Enunciado – ¿Puedes reproducir el pasaje del texto sobre la presencia catalana en el Mediterráneo desde "Sirva de ejemplo" hasta "orígenes de España.", sustituyendo "mercader" por "comerciante"?

====== Texto fuente

Con un formidable dominio de la toponimia en diversas lenguas desde el griego hasta el árabe, d´Olwer nos lleva de viaje por Túnez, Sicilia y Grecia en busca de la presencia catalana en el Mediterráneo. El autor navega desde Túnez hasta Malta pasando por Sicilia y el estrecho de Mesina rastreando la historia cultural del Mediterráneo: Yerba, Kairuán, Túnez, Cartago, Siracusa, Palermo…. A partir de la Antigüedad y la Magna Grecia, llegamos al tiempo de los Almogávares e incluso echamos un vistazo al siglo XX desde la altura de los siglos. Es inevitable recordar otros libros que bien podrían dialogar con éste como “El mediterráneo”, de Braudel, o “Breviario mediterráneo”, de Predrag Matvejevic. Por todo este mar resuena, de costa a costa, el eco de la lengua griega. Recoge d´Olwer en Siracusa un epitafio memorable: “el pueblo de Siracusa sepulta con el dispendio de doscientas minas a Timoleonte, hijo de Timodemo corintio, y dispone honrarlo eternamente con fiestas musicales, hípicas y gímnicas, puesto que él ha abatido a los bárbaros, ha repoblado las mayores ciudades antes devastadas y ha devuelto a los griegos de Sicilia leyes y libertad”. Una civilización que deja de honrar a los difuntos no puede sobrevivir. Tal vez por eso vivimos estos días turbulentos en nuestro país: se ha olvidado de dónde venimos -de Grecia, de Roma, de Jerusalén- y así es muy difícil encontrar el rumbo.

Este libro constituye, de algún modo y aunque el autor no lo pretendiese así, un canto a la presencia catalana y aragonesa, es decir española, en el Mediterráneo Es una parte de la historia de España, ¡ay!, de la que se habla poco y, de nuevo, así nos luce el pelo. España no fue sólo una potencia atlántica, sino también mediterránea y, quiéralo o no el autor, fue España la que dejó una huella profunda desde Algeciras hasta Lepanto y a ella se le deben algunas de las páginas más brillantes del humanismo.

Sirva de ejemplo el gran proyecto del cardenal Cisneros: la Bíblia políglota. España nunca estuvo lejos de esa tradición griega que recorre Europa como un venero del que beber cuando la cultura corre el riesgo de secarse. Ahí está el testimonio de Heródoto acerca de la presencia griega en España, que se remonta al siglo VII A.C. cuando Coleo de Samos, mercader, arribó a Tartessos y los comerciantes de Focea se lucraron del comercio con el reino de Argantonio. Rosas y Ampurias eran puertos que se conectaban a través del Mediterráneo con las ciudades y las islas griegas hasta el Mar Negro. Decía el llorado Rodríguez Adrados que desde lo griego se llega a todas partes. Cabría apuntar que esto incluye, pues, los propios orígenes de España.

============
====== Extractos de datos

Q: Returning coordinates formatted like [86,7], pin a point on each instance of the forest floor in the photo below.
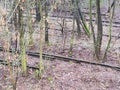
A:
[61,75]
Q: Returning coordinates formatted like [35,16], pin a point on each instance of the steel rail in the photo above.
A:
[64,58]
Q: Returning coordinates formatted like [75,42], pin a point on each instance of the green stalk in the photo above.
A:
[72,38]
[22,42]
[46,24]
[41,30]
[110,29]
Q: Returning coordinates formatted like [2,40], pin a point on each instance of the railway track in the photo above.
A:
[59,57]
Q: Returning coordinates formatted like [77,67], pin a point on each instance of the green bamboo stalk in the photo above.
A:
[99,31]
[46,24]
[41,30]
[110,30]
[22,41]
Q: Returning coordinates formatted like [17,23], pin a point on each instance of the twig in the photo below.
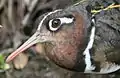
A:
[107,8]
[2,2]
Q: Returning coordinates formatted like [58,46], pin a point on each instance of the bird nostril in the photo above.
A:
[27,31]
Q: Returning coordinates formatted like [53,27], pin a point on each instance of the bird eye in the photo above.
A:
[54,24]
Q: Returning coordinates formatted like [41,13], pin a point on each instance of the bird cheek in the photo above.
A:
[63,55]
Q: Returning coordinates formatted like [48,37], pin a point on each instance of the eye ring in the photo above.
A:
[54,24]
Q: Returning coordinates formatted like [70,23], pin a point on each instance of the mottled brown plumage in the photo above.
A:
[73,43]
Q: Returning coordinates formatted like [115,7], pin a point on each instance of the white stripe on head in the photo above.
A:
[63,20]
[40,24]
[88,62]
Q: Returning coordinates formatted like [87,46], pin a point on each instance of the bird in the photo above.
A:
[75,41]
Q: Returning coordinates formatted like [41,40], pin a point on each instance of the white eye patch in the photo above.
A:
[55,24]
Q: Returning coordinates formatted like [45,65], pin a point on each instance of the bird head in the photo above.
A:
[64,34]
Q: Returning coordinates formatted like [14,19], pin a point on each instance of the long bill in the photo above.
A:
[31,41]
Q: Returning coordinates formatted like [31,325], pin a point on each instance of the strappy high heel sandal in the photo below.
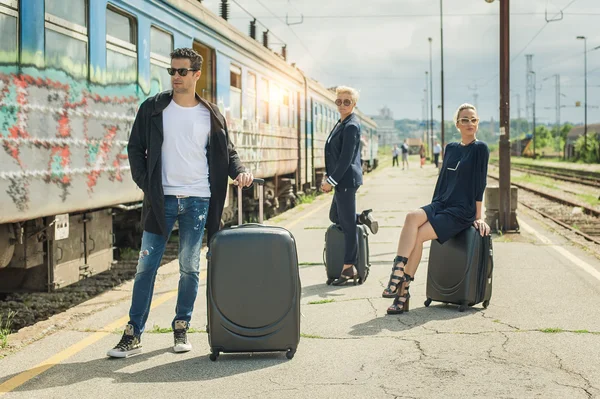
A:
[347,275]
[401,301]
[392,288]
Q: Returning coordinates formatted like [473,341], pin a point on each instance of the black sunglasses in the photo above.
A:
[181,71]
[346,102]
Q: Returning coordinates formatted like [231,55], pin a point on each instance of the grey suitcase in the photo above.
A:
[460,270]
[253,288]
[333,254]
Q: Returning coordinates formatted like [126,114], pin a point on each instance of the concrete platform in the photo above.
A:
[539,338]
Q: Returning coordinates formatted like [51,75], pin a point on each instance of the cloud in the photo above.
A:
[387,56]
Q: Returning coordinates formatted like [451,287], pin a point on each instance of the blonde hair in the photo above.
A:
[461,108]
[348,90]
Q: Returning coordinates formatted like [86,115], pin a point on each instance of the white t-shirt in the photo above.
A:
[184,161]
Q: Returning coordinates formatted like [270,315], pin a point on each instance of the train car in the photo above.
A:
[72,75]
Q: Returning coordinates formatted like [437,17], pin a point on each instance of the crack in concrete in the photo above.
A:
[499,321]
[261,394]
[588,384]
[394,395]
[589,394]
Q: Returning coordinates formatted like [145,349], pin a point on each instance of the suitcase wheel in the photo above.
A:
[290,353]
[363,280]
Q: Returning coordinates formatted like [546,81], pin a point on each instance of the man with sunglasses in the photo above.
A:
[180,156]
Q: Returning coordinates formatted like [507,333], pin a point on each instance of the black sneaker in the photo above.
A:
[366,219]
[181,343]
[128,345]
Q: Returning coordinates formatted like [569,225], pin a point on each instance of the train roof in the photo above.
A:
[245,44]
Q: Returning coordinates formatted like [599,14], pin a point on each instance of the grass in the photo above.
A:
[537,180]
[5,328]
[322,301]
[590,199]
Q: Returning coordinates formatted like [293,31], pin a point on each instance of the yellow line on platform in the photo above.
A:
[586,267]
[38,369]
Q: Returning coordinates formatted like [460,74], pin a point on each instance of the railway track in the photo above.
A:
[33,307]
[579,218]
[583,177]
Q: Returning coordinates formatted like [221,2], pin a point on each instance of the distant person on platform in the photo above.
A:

============

Respuesta –
Sirva de ejemplo el gran proyecto del cardenal Cisneros: la Bíblia políglota. España nunca estuvo lejos de esa tradición griega que recorre Europa como un venero del que beber cuando la cultura corre el riesgo de secarse. Ahí está el testimonio de Heródoto acerca de la presencia griega en España, que se remonta al siglo VII A.C. cuando Coleo de Samos, comerciante, arribó a Tartessos y los comerciantes de Focea se lucraron del comercio con el reino de Argantonio. Rosas y Ampurias eran puertos que se conectaban a través del Mediterráneo con las ciudades y las islas griegas hasta el Mar Negro. Decía el llorado Rodríguez Adrados que desde lo griego se llega a todas partes. Cabría apuntar que esto incluye, pues, los propios orígenes de España.